Tasks -
**A.** Reproduce the passage of the text on toxic organizations that begins with the words containing "Toxic Organizations - Welcome" and ends with "employees and leaders.".
**B.** Using the text on toxic organizations, answer these questions:
(i) What kind of organization sits in the middle of the continuum?
(ii) In extreme cases, what will continue despite personnel changes?
(iii) How long can the damage from a toxic organization last in some cases?

Selected text -
<<<<

Toxic Organizations - Welcome To The Fire Of An Unhealthy Workplace
We can think of organizations as falling on a continuum. One end is anchored by organizations that function well. In the middle we find the average organization that is effective but could be better. Finally, we have the toxic organization, an organization that is largely ineffective, but is also destructive to its employees and leaders.
What Is A Toxic Organization?
A toxic organization shows two characteristics that distinguish it from healthier workplaces. First, it has a history of poor performance, and poor decision-making. In extreme cases, that poor performance will continue despite personnel changes.
Second, the toxic organization is characterized by very high levels of dissatisfaction and stress that go beyond normal workload issues. The stress and dissatisfaction are a result of very destructive human relations, equivalent to what one finds in dysfunctional families. As a result, toxic organizations can cause long term damage to employees and managers. In some cases this damage can last for years after people leave the toxic organization.

>>>>

Provided data -
<<<<

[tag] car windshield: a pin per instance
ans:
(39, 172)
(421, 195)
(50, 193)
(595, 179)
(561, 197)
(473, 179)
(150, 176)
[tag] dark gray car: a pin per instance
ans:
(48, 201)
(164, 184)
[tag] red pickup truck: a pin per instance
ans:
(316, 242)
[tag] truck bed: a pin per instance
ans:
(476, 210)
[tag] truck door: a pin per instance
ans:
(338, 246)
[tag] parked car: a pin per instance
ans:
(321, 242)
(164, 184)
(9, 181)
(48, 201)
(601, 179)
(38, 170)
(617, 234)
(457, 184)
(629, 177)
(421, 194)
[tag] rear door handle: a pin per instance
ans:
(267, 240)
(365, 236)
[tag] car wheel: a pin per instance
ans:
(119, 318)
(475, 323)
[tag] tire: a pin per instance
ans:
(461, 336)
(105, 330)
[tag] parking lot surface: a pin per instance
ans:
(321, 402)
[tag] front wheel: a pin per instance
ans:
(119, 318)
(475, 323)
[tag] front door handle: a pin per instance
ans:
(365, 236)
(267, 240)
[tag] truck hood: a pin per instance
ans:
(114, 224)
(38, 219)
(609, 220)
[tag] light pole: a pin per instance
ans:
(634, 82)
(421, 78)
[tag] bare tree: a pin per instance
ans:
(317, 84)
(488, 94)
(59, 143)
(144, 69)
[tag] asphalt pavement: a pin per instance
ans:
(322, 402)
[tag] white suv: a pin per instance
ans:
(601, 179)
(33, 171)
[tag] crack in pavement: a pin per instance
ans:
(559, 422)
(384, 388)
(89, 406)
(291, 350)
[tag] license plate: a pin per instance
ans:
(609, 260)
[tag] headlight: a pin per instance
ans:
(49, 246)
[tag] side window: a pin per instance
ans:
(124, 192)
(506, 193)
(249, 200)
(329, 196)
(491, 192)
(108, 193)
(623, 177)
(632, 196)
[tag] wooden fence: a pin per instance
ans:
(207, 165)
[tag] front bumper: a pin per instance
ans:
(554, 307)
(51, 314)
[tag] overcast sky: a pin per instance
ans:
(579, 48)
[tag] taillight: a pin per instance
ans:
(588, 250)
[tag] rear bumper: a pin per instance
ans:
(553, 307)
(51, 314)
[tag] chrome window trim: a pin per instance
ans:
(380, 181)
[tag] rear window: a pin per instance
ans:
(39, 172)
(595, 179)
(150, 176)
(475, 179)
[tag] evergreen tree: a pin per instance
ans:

>>>>

Responses in order -
**A.**
Toxic Organizations - Welcome To The Fire Of An Unhealthy Workplace
We can think of organizations as falling on a continuum. One end is anchored by organizations that function well. In the middle we find the average organization that is effective but could be better. Finally, we have the toxic organization, an organization that is largely ineffective, but is also destructive to its employees and leaders.

**B.**
(i) The average organization that is effective but could be better.
(ii) Poor performance.
(iii) For years after people leave the toxic organization.